DATA IN THIS EXERCISE —
# # # # #

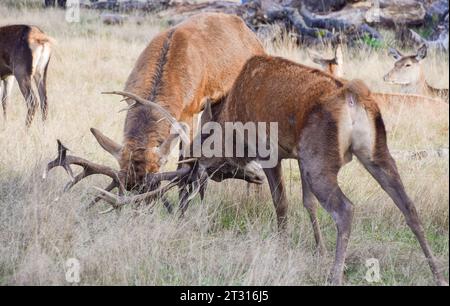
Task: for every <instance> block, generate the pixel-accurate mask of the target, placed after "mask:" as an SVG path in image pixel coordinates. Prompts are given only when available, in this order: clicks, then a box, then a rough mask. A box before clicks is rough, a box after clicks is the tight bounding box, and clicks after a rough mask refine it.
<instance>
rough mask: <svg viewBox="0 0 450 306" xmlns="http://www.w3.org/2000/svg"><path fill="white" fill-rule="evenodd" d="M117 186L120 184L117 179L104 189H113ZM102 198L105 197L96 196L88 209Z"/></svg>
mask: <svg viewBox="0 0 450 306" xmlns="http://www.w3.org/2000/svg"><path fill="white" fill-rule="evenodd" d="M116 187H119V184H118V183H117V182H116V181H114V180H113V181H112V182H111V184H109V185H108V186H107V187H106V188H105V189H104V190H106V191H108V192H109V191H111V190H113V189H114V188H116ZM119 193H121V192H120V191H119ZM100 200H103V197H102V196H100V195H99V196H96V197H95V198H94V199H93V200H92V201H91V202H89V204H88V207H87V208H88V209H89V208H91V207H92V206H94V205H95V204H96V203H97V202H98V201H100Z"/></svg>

# # # # #

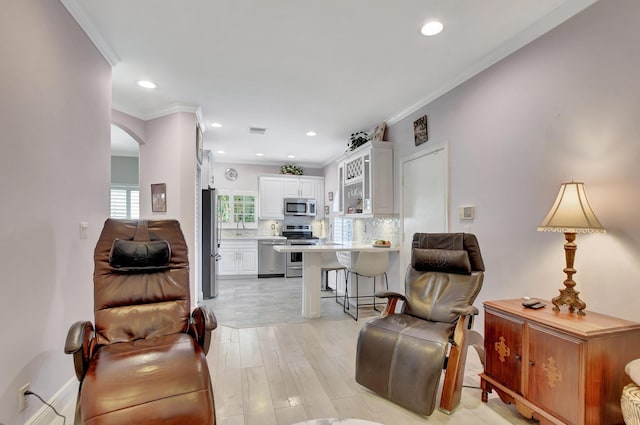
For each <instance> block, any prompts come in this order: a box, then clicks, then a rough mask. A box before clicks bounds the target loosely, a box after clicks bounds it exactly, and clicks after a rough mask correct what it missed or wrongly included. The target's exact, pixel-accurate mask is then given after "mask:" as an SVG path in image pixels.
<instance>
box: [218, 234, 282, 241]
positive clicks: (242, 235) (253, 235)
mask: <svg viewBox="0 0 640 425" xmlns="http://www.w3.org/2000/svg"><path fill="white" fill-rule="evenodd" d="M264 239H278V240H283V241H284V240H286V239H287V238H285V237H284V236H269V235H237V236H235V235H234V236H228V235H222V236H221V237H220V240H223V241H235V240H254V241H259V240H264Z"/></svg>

# # # # #

INSTRUCTIONS TO FOLLOW — Whenever a line in the entries above includes the word "given", pull that line out.

ANSWER SECTION —
Task: for every <instance> block, generate the pixel-accurate mask of the target, placed after "mask:" as an SVG path in image pixel coordinates. Prompts are given only when available, in this order: clicks, then a box, then a rough mask. A box before clicks is rough, a box after clicks is the tight bounding box, and clicks after a rough mask refine it.
For each <instance> block, any prompts come in this order: a box, then clicks, then a rough mask. A box before clicks bounds the target loosely, a box after clicks bounds it exactly, and clicks after a rough mask correct what it missed or wrongly included. The target's exact, pixel-accurate mask is then given after "mask:" as an SVG path in image pixels.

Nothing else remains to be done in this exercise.